### SOURCE PASSAGE

BEGIN

Alexey Govorov

Sep 27 2021

Tags:

#Cpp

Why we need dynamic code analysis: the example of the PVS-Studio project

Sep 27 2021

Author: Alexey Govorov

Introduction
Does PVS-Studio have errors?
Debugging tools from the standard library
Where's ASan?
Conclusion

In May 2021, CppCast recorded a podcast called ABI stability (CppCast #300). In this podcast, Marshall Clow and the hosts discussed rather old news — Visual Studio compilers support the AddressSantitzer tool. We have already integrated ASan into our testing system a long time ago. Now we want to tell you about a couple of interesting errors it found.

Text broadcast of Cppcast 300 is here.

AddressSanitizer is one of the dynamic analysis modules from LLVM's compiler-rt. ASan "catches" errors or incorrect memory usage. For example: going beyond the boundaries of allocated memory, using freed memory, double or incorrect memory releases. In the PVS-Studio blog, we write about static analysis for obvious reasons. However, we cannot ignore how useful dynamic analysis is for monitoring programs' correctness.

Introduction

A few words about how we test the C++ analyzer. On the build server, during the night run, the analyzer goes through several testing stages:

Various compilers (MSVC, GCC, Clang) check the buildability of the pvs-studio core, the pvs-studio-analyzer, and the plog-converter utilities. The compilers check them in various configurations, like Debug or Release, for Windows, Linux and macOS.
Unit and integration tests check both test code fragments and utility usage scenarios. The tests are based on the GoogleTest framework.

END

### EXTRACTED DATA
BEGIN

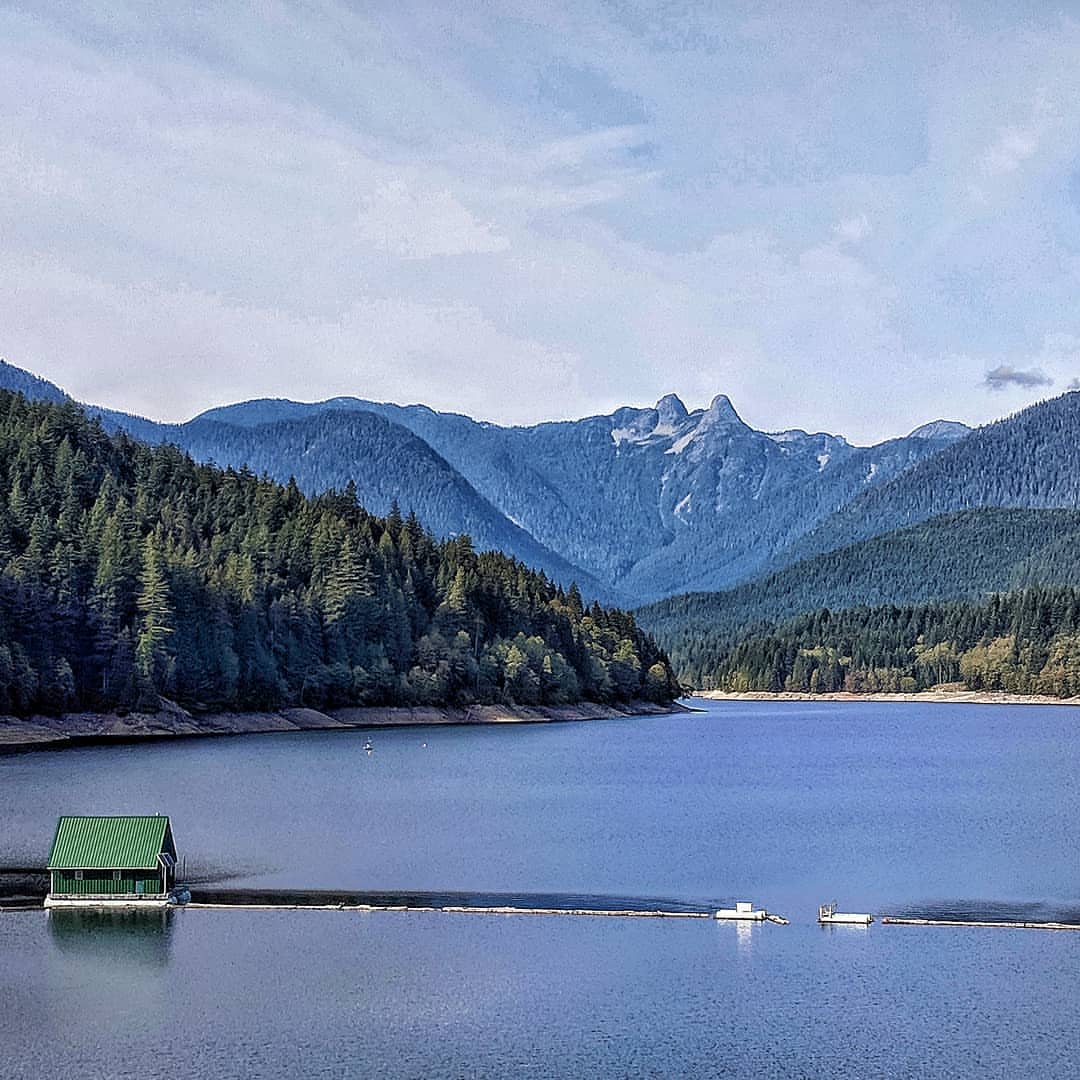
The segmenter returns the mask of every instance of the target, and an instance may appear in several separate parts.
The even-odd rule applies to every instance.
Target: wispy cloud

END
BEGIN

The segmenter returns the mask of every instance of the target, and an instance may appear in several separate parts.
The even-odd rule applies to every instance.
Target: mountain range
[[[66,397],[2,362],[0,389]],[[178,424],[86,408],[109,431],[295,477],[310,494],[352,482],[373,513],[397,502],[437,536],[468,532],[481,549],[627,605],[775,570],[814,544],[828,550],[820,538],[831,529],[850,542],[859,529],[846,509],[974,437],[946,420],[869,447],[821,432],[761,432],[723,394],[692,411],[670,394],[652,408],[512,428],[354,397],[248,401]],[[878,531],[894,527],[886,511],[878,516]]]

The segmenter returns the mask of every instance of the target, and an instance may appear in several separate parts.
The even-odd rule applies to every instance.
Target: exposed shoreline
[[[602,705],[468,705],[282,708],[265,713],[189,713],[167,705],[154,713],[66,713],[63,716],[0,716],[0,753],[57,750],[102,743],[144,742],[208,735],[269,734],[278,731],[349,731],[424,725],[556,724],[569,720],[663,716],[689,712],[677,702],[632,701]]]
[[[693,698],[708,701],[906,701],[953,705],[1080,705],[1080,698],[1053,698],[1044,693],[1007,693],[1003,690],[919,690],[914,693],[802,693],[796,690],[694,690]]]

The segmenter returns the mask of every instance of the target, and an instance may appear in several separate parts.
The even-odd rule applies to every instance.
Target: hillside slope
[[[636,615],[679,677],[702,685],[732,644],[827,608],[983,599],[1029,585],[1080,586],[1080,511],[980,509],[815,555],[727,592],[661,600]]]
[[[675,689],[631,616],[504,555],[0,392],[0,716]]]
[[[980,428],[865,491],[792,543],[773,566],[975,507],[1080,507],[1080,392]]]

END

### WHAT IS BEING ASKED
Please carry on the article about dynamic code analysis in the PVS-Studio project, picking up right after its last sentence.

### YOUR RESPONSE
A special program runs the C++ analyzer through a selection of open-source projects on all supported platforms. We call this program SelfTester. SelfTester runs the analyzer for a project and compares the run result with reference results.
PVS-Studio runs a static "introspection" for itself. By the way, we are frequently asked in articles and conferences if PVS-Studio analyzes itself.
Unit and integration tests run dynamic analysis.

The developers also run the first four stages locally on their machines.

In fact, we have been using dynamic analysis for more than 5 years on Linux. We first added it when we ported PVS-Studio on Linux. Can never have too many tests, right? Since the project code in our test base significantly differs from one OS to another, we decided to additionally run dynamic analysis on Windows. Plus, the analyzer's code is slightly different for every system.

Does PVS-Studio have errors?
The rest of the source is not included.